Ejercicios:
1/ Según la crónica de la etapa del Tour, ¿en qué descenso se cayó David Moncoutié?
2/ Sigue escribiendo la crónica de la etapa del Tour a partir de su última frase.

Fragmento del texto:
++++++
Millar culmina espléndido la fuga del día y recuerda su dopaje y el 45º aniversario del fallecimiento de Tom Simpson

Carlos Arribas
David Millar, exhausto, al final de la etapa
David Millar, exhausto, al final de la etapaPeter Dejong (AP)

La etapa más tranquila fueron dos fogonazos y un resplandor fuerte como esa luz cegadora del Cabo de Gata que obliga a entrecerrar los ojos pero que ayer bañó, blanqueándolo, a un pelotón sumamente fatigado a lo largo del Ródano, desde los últimos Alpes hasta los primeros relieves y la lavanda que anuncian la cercanía de Provenza.

Por allí, por la luz, brillante, pedaleó David Millar, que ganó la etapa y después se dejó caer en el suelo, se estiró y cerró los ojos, y se rebotó con los que querían levantarlo temiendo que desfalleciera, como diciéndoles dejadme tumbarme aquí, dejadme disfrutar y gozar aquí en el asfalto caliente, abrasador, porque este momento no quiero que se me olvide nunca. “Porque soy un exdopado que ha ganado limpio”, dijo después, habló como un exalcohólico en una reunión de anónimos.

Soy un exdopado que ha ganado limpio” David Millar

Este fue uno de los dos fogonazos, el final, el más estruendoso, el que dio sentido a la etapa más larga del Tour, la primera que el pelotón pudo tomarse con total calma después de 11 días seguidos de tormentas, caídas y montañas. El primer fogonazo, tan sonoro que despertó a todos aquellos a quienes el temprano ascenso de Cucheron aún no había arrancado las legañas de los ojos, fue la caída de David Moncoutié, una metáfora como ninguna de la vida. Un segundo antes de caerse, en el descenso del Cucheron, la mente del veterano Moncoutié solo estaba llena de esperanza. Había salido tarde, con su pedalada clásica, menuda, ágil, de escalador de clase, a por la fuga, que ya se había formado en el horizonte, pero llegaba, ya la tenía a tiro; y un segundo después, su cuerpo, sus piernas laceradas, contra el asfalto y sus ojos llenos de lágrimas antes de abandonar. Al final la fuga la formaron cinco, Millar entre ellos, y también el navarro Egoi Martínez.
++++++
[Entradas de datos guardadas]

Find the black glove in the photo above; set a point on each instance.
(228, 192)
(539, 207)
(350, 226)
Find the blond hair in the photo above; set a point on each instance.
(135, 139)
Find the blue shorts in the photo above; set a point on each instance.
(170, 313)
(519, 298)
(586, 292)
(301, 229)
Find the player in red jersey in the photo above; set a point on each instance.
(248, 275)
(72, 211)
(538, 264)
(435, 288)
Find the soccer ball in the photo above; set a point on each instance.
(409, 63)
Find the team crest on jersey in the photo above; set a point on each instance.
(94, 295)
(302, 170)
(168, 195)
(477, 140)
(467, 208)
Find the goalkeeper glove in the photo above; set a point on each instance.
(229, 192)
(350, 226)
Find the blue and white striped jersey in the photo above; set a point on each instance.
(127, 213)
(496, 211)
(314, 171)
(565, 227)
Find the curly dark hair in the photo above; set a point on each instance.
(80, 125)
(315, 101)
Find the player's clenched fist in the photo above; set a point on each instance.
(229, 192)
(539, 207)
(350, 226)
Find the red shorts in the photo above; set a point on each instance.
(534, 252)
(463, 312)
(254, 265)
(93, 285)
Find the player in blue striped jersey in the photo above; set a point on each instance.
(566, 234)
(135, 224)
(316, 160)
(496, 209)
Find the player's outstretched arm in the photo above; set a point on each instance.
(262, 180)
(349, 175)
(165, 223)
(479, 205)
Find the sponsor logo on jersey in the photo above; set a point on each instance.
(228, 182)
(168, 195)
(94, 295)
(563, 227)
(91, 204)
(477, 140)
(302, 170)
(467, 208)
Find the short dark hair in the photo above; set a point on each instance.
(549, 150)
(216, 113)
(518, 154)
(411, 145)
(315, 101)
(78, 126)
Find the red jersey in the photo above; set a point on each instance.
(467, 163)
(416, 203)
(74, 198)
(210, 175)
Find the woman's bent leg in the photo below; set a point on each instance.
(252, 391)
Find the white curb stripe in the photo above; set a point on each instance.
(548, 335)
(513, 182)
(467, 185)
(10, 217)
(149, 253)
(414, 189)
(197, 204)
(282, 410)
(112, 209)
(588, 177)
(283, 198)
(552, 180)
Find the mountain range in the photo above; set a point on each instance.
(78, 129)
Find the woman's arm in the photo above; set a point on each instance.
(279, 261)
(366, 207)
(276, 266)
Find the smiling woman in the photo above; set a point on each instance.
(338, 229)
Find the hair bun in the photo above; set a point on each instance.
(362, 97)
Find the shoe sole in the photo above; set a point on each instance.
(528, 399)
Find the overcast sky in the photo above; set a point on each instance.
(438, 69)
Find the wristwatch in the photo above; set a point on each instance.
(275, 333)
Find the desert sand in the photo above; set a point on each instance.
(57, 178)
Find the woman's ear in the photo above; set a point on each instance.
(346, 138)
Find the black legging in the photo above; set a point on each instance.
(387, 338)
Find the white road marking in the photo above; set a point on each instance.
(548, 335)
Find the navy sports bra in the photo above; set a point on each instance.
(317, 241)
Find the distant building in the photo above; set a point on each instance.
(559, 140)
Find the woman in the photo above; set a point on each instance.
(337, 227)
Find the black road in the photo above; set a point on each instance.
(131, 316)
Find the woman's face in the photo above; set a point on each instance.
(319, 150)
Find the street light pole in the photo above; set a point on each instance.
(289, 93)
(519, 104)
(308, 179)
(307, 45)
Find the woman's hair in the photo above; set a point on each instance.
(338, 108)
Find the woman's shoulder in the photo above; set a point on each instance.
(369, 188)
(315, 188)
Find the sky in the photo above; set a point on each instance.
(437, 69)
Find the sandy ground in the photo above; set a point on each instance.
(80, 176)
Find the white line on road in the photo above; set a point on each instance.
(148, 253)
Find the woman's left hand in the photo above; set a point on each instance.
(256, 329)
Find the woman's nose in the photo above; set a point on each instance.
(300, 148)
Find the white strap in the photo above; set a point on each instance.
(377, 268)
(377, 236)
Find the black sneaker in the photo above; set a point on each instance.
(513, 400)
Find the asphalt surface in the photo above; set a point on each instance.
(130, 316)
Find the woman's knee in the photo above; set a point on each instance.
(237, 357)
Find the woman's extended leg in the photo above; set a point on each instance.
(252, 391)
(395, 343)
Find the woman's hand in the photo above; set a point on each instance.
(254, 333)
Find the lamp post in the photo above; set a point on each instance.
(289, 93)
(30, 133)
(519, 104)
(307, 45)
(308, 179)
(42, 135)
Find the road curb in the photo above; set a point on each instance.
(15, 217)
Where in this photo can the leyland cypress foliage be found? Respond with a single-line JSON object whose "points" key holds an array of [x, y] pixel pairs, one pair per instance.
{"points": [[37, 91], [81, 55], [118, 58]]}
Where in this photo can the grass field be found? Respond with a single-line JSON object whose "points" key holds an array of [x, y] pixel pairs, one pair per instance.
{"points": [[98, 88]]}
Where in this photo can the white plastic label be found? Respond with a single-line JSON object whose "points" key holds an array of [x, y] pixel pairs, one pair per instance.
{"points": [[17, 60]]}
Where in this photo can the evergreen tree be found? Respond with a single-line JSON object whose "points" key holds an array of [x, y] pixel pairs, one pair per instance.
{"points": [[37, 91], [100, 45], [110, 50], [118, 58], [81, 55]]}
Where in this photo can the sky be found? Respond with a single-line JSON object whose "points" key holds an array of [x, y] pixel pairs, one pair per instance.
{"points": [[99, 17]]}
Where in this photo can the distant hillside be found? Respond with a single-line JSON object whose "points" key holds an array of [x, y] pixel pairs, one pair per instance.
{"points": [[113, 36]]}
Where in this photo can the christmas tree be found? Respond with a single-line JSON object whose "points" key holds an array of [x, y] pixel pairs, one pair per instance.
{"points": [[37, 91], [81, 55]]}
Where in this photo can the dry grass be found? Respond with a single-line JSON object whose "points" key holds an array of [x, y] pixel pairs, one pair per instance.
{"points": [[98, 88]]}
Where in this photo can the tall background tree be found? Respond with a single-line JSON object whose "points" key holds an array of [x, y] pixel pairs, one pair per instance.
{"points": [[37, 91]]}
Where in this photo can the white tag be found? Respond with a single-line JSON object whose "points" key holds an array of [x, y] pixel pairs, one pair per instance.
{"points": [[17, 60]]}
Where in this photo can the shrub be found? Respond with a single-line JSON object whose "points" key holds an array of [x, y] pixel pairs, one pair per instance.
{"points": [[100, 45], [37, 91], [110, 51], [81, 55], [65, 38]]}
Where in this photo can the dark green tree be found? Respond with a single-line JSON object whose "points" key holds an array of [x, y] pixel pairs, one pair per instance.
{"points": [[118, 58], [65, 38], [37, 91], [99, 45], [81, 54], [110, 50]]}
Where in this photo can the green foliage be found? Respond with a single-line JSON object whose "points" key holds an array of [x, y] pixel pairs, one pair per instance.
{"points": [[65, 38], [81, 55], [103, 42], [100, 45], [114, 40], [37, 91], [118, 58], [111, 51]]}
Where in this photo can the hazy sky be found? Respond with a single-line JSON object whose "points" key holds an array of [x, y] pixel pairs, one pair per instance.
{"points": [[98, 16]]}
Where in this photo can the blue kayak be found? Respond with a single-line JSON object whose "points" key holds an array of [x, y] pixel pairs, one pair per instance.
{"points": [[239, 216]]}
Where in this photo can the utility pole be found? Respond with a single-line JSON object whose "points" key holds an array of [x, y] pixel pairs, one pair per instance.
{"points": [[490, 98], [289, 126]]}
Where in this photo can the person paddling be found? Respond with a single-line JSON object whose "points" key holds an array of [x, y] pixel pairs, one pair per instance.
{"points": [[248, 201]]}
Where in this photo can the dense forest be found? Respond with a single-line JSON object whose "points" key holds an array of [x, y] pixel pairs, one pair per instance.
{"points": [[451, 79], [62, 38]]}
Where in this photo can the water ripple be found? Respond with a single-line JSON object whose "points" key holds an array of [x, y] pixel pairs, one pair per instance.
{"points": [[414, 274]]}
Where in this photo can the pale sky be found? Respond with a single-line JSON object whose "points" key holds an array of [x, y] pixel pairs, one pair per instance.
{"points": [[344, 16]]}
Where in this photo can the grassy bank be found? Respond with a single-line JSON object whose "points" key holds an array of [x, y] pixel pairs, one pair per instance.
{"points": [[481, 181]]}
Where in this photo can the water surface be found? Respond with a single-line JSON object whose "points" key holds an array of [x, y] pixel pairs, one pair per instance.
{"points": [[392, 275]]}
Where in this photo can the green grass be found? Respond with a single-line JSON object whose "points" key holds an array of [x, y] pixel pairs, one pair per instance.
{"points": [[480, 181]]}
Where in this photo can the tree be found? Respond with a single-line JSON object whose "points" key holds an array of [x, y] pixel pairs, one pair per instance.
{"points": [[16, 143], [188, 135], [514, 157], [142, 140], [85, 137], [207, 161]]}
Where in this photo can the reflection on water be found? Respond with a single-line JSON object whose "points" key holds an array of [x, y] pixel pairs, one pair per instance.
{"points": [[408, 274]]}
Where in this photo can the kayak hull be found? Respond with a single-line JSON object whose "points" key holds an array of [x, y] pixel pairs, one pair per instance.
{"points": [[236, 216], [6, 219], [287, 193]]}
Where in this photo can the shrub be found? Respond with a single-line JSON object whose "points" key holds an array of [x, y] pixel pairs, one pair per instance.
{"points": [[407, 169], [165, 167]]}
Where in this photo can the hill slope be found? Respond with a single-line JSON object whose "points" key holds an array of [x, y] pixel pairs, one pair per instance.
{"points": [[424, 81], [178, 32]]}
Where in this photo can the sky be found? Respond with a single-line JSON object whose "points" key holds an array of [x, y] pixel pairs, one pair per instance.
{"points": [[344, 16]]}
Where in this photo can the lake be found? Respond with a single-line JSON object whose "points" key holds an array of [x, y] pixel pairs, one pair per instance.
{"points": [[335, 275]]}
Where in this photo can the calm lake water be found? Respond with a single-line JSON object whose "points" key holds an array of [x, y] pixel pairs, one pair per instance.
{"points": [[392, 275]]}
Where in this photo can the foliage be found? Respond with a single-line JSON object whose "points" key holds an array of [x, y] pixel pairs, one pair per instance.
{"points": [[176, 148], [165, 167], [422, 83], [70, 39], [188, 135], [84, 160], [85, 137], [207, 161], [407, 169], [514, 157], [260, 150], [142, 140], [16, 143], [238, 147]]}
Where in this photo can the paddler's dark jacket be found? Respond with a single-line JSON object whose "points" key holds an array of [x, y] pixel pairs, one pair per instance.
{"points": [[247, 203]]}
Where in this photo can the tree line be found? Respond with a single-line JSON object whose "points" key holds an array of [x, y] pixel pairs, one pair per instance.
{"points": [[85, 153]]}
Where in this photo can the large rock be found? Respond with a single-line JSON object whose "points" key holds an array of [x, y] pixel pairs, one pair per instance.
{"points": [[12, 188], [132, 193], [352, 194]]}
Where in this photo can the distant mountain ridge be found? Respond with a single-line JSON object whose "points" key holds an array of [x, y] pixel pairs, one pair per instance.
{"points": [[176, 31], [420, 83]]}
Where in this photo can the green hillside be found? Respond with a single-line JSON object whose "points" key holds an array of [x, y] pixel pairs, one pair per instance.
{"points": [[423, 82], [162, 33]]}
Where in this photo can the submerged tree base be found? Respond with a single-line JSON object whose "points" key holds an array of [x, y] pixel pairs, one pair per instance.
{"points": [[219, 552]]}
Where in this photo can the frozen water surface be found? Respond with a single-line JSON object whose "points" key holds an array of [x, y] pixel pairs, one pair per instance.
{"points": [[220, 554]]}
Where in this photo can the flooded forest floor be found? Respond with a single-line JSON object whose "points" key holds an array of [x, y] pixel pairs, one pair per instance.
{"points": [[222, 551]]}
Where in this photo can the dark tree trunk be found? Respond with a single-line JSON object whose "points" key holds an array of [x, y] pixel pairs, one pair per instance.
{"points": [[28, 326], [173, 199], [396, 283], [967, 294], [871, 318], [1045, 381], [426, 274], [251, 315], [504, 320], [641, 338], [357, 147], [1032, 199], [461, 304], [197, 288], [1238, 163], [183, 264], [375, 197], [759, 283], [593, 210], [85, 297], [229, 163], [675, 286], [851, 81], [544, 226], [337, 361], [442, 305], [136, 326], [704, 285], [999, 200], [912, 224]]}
++++++
Respuestas:
1/ En el descenso del Cucheron.

2/
Wiggins, recién afeitado, sus patillas mod pelirrojas perfectamente perfiladas bajo el casco amarillo, tuvo tiempo de sobra para reflexionar

Esto ocurrió el día en que Wiggins, recién afeitado, sus patillas mod pelirrojas perfectamente perfiladas bajo el casco amarillo, tuvo tiempo de sobra, rodeado de todos los suyos que tanto le quieren, para reflexionar sobre lo que seguramente le preguntarían más tarde (no, no era la pelea entre su chica y la de Froome, que se lanzan pullas por Twitter más hirientes que las pedaladas del keniano blanco mientras el líder se dedicaba a lavar el lactato, a recuperar el aliento, en cristiano), que era, claro, que elaborara en directo un editorial contra el dopaje. Ocurrió que, como recordó Millar enseguida, su victoria, la cuarta oficialmente en el Tour, pero la primera como ciclista renacido, la primera después de que en 2004 le detuviera la policía por dopaje y fuera suspendido dos años, llegó justamente el día del 45º aniversario de la muerte de su compatriota en tantos sentidos Tom Simpson en las pendientes del Ventoux cargado de anfetaminas y coñac. Y volvió a rebotarse Millar, apasionado, en la meta, cuando veía que los periodistas de la televisión francesa no le preguntaban sobre lo que había sido y sobre lo que era ahora. “No hay que olvidar a Simpson”, dijo, “no hay que olvidar todos los pasajes oscuros que ha atravesado el ciclismo, y yo personalmente también”, dijo. “Soy un exdopado, y lo repetiré todos los días, porque tengo la obligación de recordar siempre de donde vengo”.

Habla del pasado Millar, de 35 años, uno que maravilló cuando ganó el prólogo del Tour de 2000, en la simbólica Futuroscope y ya se hablaba del It's Millar time (en referencia al anuncio de la cerveza Miller), porque, dice, el presente es otra cosa, su presente es limpieza y transparencia. “Y se puede ganar limpio, como ya demostró Hesjedal en el Giro”. Como demostró Millar en los últimos kilómetros, cuando, con determinación y seguridad, fue el único que cogió la rueda del atacante Peraud a 2,5 kilómetros, en medio de un repecho. Peraud sabía, Millar sabía, que solo podría ganar si llegaba solo, con lo que la presencia de Millar a su rueda era tanto una condena para el francés como una promesa de victoria para el inglés, quien, de paso, liberaba del peso del fracaso a su equipo, el Garmin (su equipo en varios sentidos, pues es propietario de una parte), condenado a esperar una victoria de etapa después de las caídas de Hesjedal y demás líderes.

Y el líder Wiggins también entró en el tono moralista del día rectificando. Él, que había dicho que los dopados no tenían derecho a volver y volver a ganar y ser considerados héroes, cambió de discurso ligeramente. “Bueno”, dijo, “David es la excepción que confirma la regla”.

Del pasteleo despertó al pelotón el gran Peter Sagan, cuyo vai fanculo al australiano Goss que le cerró en el sprint del pelotón se oyó a cámara lenta en todo el mundo. Porque, claro, también eso es ciclismo.

Prólogo: Las variaciones Cancellara

Primera etapa: Los domingos generosos

Segunda etapa: Contra la melancolía, Cavendish

Tercera etapa: La construcción del personaje Sagan

Cuarta etapa: ¿Será Greipel el bosón de Higgs?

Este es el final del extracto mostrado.